▶ _Aim of the exercise_
List every consequence for being disrespectful that the advice column on a swearing six-year-old offers as a possible alternative to timeouts.

Written by Doctor G

Swearing Six Year Old

swear wordsMy almost 6 year old son has ADHD and curses every time he gets angry, frustrated and or doesn’t get his way. Unfortunately, our 3 year old daughter has picked up this horrible habit. What is the best way to deal with this behavior when time outs lead to more cursing and soap in the mouth leads to more cursing. We’ve tried ignoring and the above. This is so disheartening not to mention embarrassing.

Anonymous, in TX

This must lead to some very embarrassing, and sometimes really startling moments!

It seems that you respect the reasons your son often feels angry or frustrated. You are absolutely right that those feelings can’t excuse bad behavior, even if they are clearly the reason for his cursing. His ADHD or any other diagnosis can’t explain away the necessity of expressing himself in a way that other people can tolerate. And he can still learn to be a better example for his little sister.

I’m going to suggest that you ignore for a minute the fact that what he is yelling is swear words. Any screaming and disrespectful speech is probably not OK with you. So the behavior you want to change is disrespectful speech into respectful speech. You don’t need to (and can’t) change the emotions he is expressing. You just want to teach him what ways are OK to express them!

It’s hard for kids to focus on NOT doing something. It’s much easier to learn what TO do.

You need your son to learn to be angry AND respectful. He can do this.

1. You’ve decided on the behavior you want him to learn.

2. Now decide on the consequences of his using this new behavior (something positive) and continuing his old, poor behavior (something negative). If timeouts are a bad tool for your son, try something different. You might decide that being disrespectful will mean:

  • going home if you’re out (so other people don’t have to hear his disrespect)
  • leaving him alone in the room he is in (so your family doesn’t need to listen to his disrespectful speech)
  • turning your back to him until he is done ranting.
  • cancelling his next fun activity that day.


3. Talk to your son (with your parenting partner if you have one).

  • Explain to him the goal: We need you to learn to be respectful even when you’re angry.
  • Ask him to give examples of respect and disrespect.
  • Let him know what the consequences will be to his disrespectfulness. He may even have some ideas. Kids over the age of 5 can often tell you what the consequences should be if they break a rule, as long as you discuss it when they’re calm.
  • Let him know the consequences if he can stay respectful even when he’s angry.

4. Now the hardest part – stick to it. This will take weeks, maybe months, for him to learn. Be persistent. His disrespect may get worse before it gets better. Keep enforcing your consequences.

And try hard to catch him doing it right. If he gets even a little frustrated but manages to hold on to his temper, notice! Praise that effort and spend some extra time with him.

Lastly, you might consider having the same rules for your daughter. Let her know that those words are disrespectful, and just not OK.  The less of a reaction she gets, the quicker she will probably stop repeating the swear words.


Parents, how have you handled it when your kids speak disrespectfully to you?

▶ _Given data_
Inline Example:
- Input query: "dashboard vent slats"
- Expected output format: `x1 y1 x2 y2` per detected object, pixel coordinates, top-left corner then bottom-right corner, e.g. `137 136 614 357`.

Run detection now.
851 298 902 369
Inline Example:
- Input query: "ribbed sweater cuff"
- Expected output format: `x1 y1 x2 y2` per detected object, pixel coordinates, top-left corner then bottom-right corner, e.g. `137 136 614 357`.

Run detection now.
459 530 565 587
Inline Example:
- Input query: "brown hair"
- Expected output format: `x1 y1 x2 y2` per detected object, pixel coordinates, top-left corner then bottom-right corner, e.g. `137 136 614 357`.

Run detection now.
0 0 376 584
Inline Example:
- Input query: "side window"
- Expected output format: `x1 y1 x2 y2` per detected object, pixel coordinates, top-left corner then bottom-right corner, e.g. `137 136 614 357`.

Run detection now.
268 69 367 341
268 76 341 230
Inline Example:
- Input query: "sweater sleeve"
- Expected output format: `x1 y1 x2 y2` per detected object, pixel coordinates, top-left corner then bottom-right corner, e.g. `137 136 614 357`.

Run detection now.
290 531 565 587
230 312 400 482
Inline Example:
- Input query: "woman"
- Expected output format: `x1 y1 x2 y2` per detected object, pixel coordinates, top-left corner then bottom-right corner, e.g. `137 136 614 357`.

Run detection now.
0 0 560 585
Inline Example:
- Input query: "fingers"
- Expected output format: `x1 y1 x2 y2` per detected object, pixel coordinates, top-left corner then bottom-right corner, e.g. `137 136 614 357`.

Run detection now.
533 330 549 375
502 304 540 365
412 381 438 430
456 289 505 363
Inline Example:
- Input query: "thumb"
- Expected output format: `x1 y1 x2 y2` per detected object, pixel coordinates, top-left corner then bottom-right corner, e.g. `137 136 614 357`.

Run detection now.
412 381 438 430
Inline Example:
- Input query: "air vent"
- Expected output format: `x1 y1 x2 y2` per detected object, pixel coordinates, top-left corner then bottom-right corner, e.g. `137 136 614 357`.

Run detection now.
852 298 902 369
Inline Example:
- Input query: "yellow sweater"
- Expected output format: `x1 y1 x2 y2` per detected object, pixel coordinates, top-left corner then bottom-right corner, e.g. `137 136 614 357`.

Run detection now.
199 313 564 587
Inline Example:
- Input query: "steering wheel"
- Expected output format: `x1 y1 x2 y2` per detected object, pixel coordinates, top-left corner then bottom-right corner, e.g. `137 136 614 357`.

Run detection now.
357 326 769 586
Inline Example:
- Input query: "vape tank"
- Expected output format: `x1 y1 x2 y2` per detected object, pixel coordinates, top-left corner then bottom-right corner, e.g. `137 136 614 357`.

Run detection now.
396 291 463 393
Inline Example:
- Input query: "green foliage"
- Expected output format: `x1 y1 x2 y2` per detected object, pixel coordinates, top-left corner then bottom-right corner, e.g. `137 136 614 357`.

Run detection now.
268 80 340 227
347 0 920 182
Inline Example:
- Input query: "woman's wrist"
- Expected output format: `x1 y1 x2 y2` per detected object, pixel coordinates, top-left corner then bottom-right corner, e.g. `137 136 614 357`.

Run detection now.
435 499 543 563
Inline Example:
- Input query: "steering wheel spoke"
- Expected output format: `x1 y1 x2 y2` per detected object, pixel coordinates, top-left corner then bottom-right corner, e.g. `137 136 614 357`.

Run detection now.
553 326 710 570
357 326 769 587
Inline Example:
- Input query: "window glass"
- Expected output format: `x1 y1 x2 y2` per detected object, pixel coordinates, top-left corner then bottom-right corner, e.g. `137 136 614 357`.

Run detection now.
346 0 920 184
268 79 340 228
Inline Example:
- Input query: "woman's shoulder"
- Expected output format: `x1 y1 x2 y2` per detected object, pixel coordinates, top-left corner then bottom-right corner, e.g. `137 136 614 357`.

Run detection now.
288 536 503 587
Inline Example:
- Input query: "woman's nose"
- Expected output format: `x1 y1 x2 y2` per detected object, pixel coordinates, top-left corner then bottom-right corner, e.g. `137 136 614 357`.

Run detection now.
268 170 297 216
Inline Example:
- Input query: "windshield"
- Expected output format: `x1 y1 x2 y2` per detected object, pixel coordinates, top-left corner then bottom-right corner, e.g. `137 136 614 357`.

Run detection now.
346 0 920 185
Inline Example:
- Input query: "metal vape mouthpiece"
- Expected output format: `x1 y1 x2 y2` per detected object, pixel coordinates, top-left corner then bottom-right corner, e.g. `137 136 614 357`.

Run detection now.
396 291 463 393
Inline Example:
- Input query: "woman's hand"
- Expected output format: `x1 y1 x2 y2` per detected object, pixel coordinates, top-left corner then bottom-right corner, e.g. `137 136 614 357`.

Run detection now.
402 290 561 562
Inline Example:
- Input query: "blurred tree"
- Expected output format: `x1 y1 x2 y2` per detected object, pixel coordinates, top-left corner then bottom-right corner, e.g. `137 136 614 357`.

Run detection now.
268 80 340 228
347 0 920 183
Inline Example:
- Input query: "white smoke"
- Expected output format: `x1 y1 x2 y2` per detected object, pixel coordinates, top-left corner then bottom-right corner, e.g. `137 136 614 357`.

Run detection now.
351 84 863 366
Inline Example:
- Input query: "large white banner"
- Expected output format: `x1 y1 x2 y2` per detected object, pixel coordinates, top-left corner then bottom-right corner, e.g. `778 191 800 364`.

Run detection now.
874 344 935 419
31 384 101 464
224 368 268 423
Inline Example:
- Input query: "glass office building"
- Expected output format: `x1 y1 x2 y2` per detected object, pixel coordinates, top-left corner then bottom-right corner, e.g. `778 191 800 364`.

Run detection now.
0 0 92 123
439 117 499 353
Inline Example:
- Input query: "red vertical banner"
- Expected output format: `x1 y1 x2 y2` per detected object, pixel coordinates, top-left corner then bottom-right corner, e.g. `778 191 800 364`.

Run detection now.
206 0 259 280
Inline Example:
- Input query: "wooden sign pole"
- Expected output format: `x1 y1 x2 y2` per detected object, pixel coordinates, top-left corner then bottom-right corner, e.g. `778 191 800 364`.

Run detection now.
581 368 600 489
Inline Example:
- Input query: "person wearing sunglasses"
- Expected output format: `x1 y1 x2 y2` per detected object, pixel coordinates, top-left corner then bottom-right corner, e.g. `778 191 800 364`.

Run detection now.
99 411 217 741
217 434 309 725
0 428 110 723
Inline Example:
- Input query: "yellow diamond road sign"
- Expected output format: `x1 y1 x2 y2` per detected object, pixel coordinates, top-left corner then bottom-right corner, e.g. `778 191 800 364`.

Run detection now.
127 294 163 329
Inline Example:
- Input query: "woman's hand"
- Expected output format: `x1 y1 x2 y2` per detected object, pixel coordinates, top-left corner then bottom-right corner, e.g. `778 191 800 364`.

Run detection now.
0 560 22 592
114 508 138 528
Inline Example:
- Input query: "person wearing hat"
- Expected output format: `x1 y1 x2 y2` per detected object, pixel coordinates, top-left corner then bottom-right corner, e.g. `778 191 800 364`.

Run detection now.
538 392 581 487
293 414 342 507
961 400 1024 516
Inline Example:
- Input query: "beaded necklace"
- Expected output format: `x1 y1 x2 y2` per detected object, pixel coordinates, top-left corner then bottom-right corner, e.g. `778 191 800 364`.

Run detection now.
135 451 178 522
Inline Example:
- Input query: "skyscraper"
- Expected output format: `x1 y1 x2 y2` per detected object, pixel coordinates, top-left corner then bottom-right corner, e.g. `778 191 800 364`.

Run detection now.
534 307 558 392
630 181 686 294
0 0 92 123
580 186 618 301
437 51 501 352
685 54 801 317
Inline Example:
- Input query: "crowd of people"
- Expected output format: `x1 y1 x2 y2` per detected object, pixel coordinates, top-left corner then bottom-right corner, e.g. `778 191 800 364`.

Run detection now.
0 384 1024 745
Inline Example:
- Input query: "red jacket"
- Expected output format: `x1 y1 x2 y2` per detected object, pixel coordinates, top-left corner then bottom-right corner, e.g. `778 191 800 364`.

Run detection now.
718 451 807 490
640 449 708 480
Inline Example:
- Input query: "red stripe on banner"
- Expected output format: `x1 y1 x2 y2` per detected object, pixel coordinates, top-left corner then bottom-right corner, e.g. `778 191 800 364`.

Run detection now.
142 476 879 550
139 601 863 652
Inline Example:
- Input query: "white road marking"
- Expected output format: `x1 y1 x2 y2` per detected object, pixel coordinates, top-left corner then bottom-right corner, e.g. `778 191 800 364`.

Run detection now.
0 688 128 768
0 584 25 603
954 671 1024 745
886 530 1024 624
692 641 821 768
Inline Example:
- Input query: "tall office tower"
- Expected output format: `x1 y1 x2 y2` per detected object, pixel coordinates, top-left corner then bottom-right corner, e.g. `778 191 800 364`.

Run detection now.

▶ _Solution to this exercise_
- Going home if you're out, so other people don't have to hear his disrespect
- Leaving him alone in the room he is in, so the family doesn't need to listen to his disrespectful speech
- Turning your back to him until he is done ranting
- Canceling his next fun activity that day